Image of PostgreSQL Materialized Views: From Basics to Practical Examples in Mastodon

PostgreSQL Materialized Views: From Basics to Practical Examples in Mastodon

Text by Hirotaka Miyagi

Published

Explore PostgreSQL Materialized Views from basics to real-world applications, featuring how Mastodon leverages them for performance optimization.
Table of Contents

Materialized views in PostgreSQL provide a powerful mechanism for caching the results of complex queries, offering significant performance benefits for read-heavy applications. This article explores materialized views from fundamental concepts to practical implementation, using Mastodon's database schema as a real-world example.

Basics of Materialized Views

What is a Materialized View?

A materialized view is a database object that stores the result set of a query. Unlike regular views, which compute their results each time they're queried, materialized views cache the results physically on disk. This makes them particularly useful for complex queries that are expensive to compute but don't require real-time data.

# Supplied entries:
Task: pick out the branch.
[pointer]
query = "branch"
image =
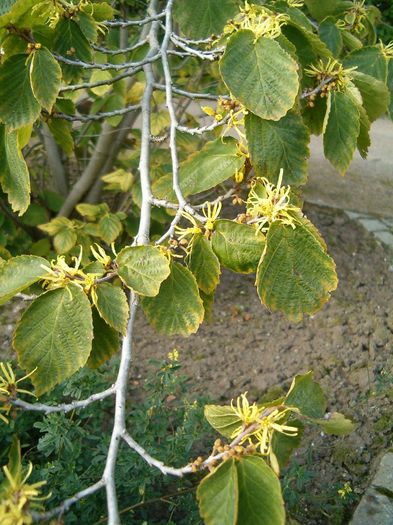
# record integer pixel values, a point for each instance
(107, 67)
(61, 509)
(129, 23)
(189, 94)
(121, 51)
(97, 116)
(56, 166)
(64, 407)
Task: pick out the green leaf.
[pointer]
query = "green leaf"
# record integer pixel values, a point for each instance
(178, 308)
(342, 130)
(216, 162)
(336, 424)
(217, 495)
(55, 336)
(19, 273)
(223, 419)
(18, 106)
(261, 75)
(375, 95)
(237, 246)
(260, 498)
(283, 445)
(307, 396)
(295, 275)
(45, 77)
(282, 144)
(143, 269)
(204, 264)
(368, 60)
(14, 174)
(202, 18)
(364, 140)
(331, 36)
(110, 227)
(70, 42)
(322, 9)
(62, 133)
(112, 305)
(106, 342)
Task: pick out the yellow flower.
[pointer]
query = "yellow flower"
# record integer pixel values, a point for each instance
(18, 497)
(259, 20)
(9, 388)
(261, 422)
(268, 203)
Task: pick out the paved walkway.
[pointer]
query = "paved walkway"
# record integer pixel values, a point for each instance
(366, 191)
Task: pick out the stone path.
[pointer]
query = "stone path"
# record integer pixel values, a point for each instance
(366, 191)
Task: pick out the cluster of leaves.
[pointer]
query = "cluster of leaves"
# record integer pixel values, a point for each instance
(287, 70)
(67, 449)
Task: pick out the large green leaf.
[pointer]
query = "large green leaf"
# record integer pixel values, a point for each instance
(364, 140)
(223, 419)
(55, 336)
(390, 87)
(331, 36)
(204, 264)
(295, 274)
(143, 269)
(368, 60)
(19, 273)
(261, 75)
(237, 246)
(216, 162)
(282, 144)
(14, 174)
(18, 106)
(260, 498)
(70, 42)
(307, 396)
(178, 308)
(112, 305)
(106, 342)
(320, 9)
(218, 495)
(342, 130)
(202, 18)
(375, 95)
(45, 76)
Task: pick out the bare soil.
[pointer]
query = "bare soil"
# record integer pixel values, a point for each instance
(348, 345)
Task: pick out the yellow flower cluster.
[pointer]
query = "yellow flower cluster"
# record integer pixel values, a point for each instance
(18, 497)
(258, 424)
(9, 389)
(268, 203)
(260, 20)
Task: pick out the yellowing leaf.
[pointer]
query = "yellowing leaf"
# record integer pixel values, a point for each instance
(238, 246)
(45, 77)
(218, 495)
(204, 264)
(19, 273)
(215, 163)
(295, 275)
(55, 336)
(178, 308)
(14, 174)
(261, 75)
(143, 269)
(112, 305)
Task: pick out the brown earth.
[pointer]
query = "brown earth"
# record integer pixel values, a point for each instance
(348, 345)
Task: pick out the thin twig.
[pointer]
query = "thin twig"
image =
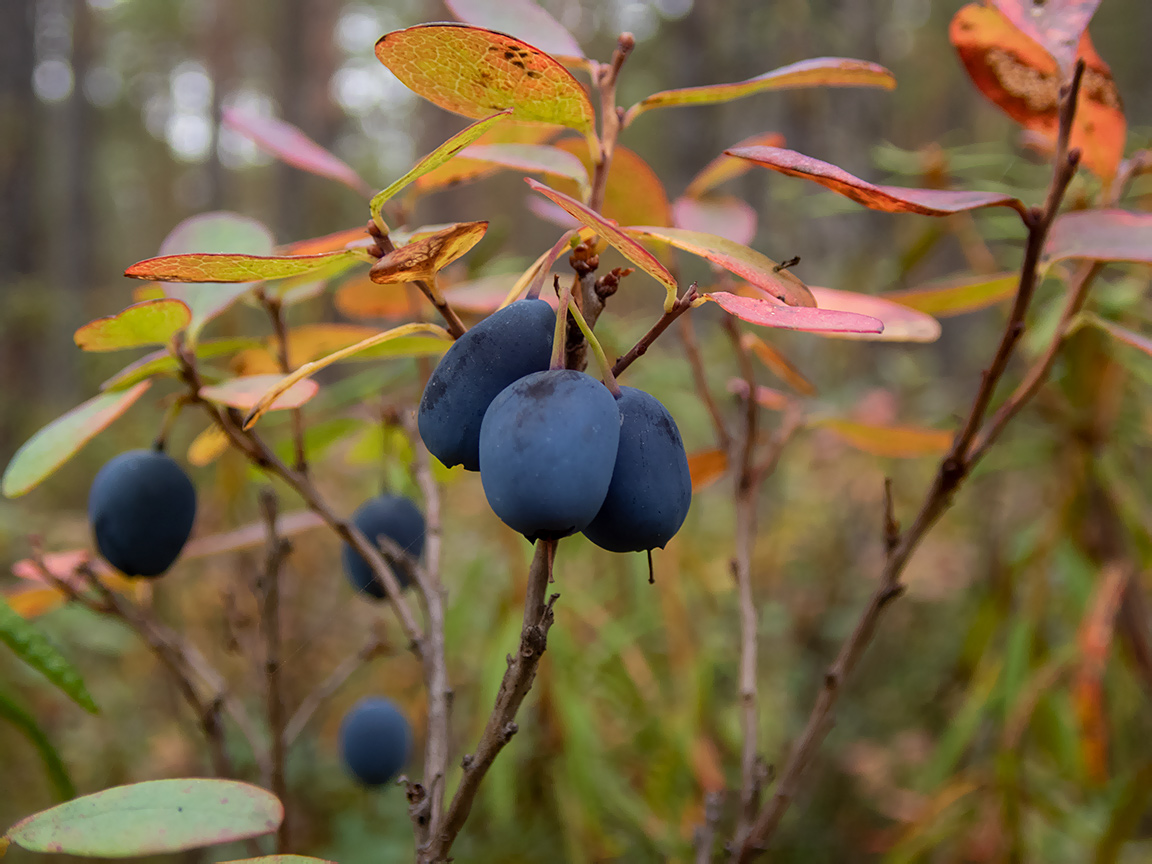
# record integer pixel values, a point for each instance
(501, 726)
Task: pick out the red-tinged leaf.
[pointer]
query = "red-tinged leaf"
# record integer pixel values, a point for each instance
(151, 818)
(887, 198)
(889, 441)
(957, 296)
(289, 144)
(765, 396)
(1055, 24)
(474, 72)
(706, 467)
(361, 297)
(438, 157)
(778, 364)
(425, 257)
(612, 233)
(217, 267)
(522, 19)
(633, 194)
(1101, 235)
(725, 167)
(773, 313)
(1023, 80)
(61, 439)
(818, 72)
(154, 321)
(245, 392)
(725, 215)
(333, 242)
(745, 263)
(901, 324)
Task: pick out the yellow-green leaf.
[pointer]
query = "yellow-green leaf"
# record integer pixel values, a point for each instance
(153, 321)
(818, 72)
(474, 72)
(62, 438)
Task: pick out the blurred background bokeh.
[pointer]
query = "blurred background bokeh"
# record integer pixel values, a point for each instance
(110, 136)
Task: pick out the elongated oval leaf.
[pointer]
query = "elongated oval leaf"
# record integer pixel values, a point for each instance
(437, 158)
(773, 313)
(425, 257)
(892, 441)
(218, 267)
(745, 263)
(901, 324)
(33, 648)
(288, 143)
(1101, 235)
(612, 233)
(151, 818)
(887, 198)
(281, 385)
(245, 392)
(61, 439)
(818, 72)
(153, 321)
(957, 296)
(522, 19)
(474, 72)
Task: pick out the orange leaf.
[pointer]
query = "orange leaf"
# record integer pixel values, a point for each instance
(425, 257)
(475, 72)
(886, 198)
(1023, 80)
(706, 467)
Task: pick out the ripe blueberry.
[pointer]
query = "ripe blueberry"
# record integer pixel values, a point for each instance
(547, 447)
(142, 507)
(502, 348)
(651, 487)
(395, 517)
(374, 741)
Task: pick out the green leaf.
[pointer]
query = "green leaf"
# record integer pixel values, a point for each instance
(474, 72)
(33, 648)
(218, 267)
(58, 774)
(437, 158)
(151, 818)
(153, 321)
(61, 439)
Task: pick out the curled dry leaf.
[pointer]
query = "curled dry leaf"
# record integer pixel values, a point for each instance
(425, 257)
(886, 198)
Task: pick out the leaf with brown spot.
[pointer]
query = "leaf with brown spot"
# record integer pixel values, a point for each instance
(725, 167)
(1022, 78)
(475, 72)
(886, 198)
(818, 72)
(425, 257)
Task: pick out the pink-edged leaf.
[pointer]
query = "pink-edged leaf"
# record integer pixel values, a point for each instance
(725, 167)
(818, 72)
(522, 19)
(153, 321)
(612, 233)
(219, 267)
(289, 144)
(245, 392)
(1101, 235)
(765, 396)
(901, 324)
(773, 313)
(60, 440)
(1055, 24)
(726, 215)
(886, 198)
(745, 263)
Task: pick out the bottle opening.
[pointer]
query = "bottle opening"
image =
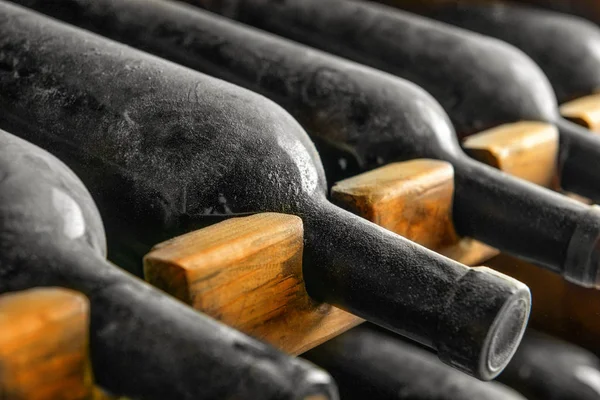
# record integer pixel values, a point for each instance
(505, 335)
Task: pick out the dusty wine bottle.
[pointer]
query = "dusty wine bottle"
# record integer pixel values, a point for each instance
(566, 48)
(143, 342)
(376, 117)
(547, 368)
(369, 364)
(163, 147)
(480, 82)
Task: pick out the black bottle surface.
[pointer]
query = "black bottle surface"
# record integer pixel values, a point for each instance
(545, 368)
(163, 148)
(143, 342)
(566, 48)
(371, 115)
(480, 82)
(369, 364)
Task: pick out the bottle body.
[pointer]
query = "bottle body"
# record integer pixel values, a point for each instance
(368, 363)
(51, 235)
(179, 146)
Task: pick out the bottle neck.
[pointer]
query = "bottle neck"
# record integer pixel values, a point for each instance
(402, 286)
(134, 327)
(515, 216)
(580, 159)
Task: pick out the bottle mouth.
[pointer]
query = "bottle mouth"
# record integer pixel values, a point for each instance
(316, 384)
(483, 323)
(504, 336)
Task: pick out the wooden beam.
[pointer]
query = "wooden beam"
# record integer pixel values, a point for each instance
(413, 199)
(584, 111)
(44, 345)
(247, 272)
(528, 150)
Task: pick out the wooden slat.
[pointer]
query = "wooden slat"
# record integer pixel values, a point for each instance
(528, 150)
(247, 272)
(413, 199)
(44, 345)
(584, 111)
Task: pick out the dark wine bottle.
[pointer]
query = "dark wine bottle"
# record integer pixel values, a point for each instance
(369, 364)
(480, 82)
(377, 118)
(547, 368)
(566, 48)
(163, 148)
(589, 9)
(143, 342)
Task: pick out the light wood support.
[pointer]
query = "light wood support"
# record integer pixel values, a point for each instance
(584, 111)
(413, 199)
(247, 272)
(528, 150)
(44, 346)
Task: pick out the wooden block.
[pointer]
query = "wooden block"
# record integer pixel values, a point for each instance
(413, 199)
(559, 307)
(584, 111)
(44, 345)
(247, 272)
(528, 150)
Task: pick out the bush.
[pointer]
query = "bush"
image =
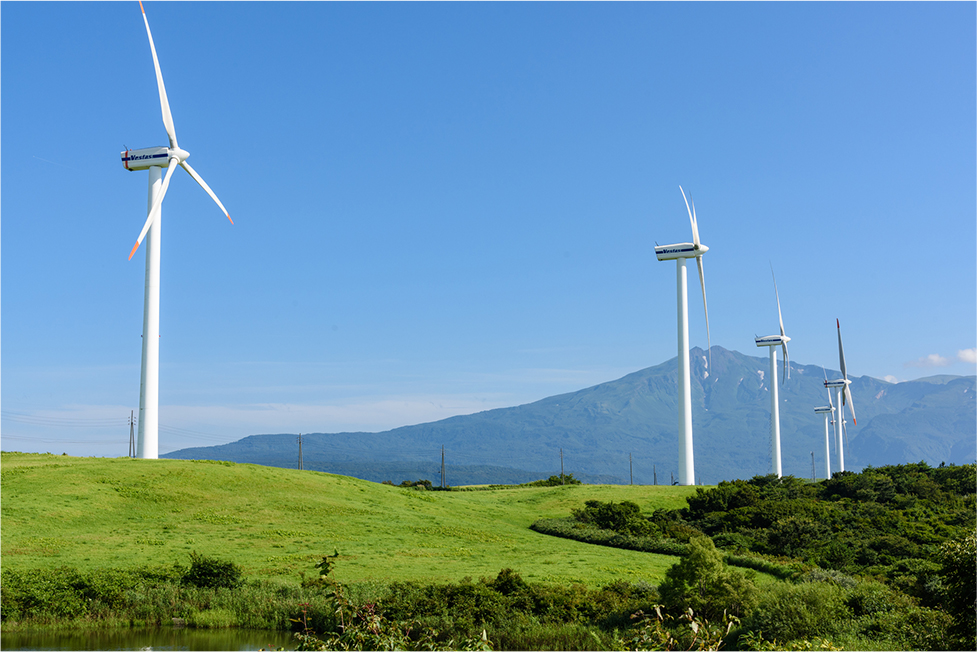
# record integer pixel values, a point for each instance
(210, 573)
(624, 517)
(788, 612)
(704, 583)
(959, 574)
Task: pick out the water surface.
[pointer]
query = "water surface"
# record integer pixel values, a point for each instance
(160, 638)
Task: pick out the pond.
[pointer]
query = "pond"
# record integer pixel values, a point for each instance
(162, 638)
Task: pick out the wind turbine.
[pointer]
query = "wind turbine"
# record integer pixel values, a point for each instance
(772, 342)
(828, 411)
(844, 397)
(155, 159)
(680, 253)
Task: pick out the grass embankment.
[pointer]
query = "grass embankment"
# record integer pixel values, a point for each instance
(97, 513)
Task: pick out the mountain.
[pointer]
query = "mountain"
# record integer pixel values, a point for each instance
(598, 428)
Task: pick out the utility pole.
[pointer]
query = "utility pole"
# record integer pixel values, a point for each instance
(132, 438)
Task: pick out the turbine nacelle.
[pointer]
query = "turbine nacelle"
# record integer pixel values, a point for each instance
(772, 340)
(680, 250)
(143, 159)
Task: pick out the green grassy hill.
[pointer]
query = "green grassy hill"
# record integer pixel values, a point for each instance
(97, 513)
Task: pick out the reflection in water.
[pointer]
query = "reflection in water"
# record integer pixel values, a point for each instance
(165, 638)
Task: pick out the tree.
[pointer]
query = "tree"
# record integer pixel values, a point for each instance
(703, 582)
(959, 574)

# Given request 1:
For the article on PostgreSQL materialized views, decide whether each statement agrees with it. Answer yes or no and quote the deciding words.
(a) Regular views compute their results each time they are queried.
(b) The article presents materialized views as mainly benefiting write-heavy applications.
(c) The article draws on Mastodon's database schema as a real-world example.
# Given request 2:
Recast the paragraph of the PostgreSQL materialized views article that begins "A materialized view is a database object" as a short bulleted list that keeps its main facts.
# Given request 3:
Write the next section of the PostgreSQL materialized views article, starting right after its final sentence.

# Written answer 1:
(a) Yes: "Unlike regular views, which compute their results each time they're queried"
(b) No: "offering significant performance benefits for read-heavy applications"
(c) Yes: "using Mastodon's database schema as a real-world example"

# Written answer 2:
- A materialized view is a database object that stores a query's result set.
- Regular views compute their results on every query. Materialized views cache the results physically on disk.
- They suit complex queries that are expensive to compute but don't need real-time data.

# Written answer 3:
Advantages of Materialized Views

  1. Performance: Queries against materialized views return cached results, eliminating the need to recompute complex calculations or joins
  2. Resource Efficiency: Reduces database load by avoiding repeated execution of resource-intensive queries
  3. Data Denormalization: Allows strategic denormalization without duplicating data maintenance code
  4. Query Simplification: Complex queries can be encapsulated in materialized views, simplifying application code

Drawbacks and Differences from Regular Views

  1. Data Freshness: Materialized views don't automatically reflect source table changes
  2. Storage Requirements: They consume disk space to store the cached results
  3. Maintenance Overhead: Require explicit refreshing to update their data
  4. Atomic Updates: Unlike regular views, updates aren't instantaneous and require a complete refresh

Utilizing Materialized Views in PostgreSQL

Creating a Materialized View

Basic syntax for creating a materialized view:

CREATE MATERIALIZED VIEW view_name
AS
  SELECT columns
  FROM tables
  WHERE conditions
WITH [NO] DATA;

The WITH DATA clause populates the view immediately, while WITH NO DATA creates an empty view that can be populated later.

Updating and Refreshing

To refresh a materialized view:

-- Complete refresh
REFRESH MATERIALIZED VIEW view_name;
 
-- Concurrent refresh (if supported)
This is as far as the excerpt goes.